=== To do ===
Please reproduce the records below, swapping every "Result" for "Output" and leaving everything else untouched.

=== Listing ===
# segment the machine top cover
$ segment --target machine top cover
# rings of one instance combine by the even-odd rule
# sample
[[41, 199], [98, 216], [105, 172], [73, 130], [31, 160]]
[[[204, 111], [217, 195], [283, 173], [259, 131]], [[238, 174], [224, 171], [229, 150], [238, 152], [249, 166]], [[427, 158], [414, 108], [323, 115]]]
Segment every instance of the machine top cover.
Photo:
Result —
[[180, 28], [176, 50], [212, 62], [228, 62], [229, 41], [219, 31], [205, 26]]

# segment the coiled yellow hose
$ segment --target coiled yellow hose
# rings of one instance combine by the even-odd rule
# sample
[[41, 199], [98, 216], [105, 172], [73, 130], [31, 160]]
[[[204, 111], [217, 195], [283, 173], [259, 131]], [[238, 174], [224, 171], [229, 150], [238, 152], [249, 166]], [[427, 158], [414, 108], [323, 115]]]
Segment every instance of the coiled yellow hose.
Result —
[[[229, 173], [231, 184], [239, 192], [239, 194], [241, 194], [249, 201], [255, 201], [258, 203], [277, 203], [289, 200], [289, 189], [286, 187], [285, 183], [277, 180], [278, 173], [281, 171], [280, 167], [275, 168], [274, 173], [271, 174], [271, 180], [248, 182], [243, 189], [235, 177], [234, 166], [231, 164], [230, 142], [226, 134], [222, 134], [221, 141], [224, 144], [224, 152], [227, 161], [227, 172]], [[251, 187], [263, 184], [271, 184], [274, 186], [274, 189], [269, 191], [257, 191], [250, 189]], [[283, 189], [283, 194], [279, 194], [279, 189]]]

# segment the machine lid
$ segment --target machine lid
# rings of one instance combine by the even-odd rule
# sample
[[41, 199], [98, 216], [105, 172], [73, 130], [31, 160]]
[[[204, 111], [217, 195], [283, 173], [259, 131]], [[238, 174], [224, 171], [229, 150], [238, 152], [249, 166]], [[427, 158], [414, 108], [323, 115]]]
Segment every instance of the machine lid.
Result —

=== Answer to the problem ===
# segment the machine top cover
$ segment --target machine top cover
# rings of one instance combine by the even-odd rule
# sample
[[41, 199], [98, 216], [105, 172], [73, 130], [31, 160]]
[[[204, 111], [217, 195], [283, 173], [259, 131]], [[238, 174], [224, 171], [229, 150], [238, 152], [249, 166]], [[427, 158], [414, 108], [323, 115]]]
Segment every instance of the machine top cover.
Photo:
Output —
[[180, 28], [176, 50], [212, 62], [228, 62], [229, 41], [219, 31], [205, 26]]

# segment the coiled yellow hose
$ segment --target coiled yellow hose
# rings of one instance combine by the even-odd rule
# sample
[[41, 199], [98, 216], [105, 172], [73, 130], [31, 160]]
[[[204, 111], [217, 195], [283, 173], [259, 131]], [[238, 174], [224, 171], [229, 150], [238, 152], [249, 166]], [[427, 158], [414, 108], [323, 115]]]
Segment every instance of the coiled yellow hose.
Output —
[[[229, 173], [231, 184], [239, 192], [239, 194], [241, 194], [249, 201], [255, 201], [258, 203], [277, 203], [289, 200], [289, 189], [286, 187], [285, 183], [277, 180], [278, 173], [281, 171], [280, 167], [275, 168], [274, 173], [271, 174], [271, 180], [248, 182], [243, 189], [235, 177], [234, 166], [231, 164], [230, 142], [226, 134], [222, 134], [221, 141], [224, 144], [224, 152], [227, 161], [227, 172]], [[251, 187], [263, 184], [271, 184], [274, 186], [274, 189], [269, 191], [257, 191], [250, 189]], [[283, 189], [283, 194], [279, 194], [279, 189]]]

# segment the machine lid
$ segment --target machine lid
# rings of one instance combine by the even-odd rule
# sample
[[41, 199], [98, 216], [105, 172], [73, 130], [31, 160]]
[[[204, 111], [217, 195], [283, 173], [259, 131]], [[238, 174], [224, 171], [229, 150], [238, 152], [249, 166]], [[427, 158], [414, 108], [323, 115]]]
Segment every instance of the machine lid.
Output —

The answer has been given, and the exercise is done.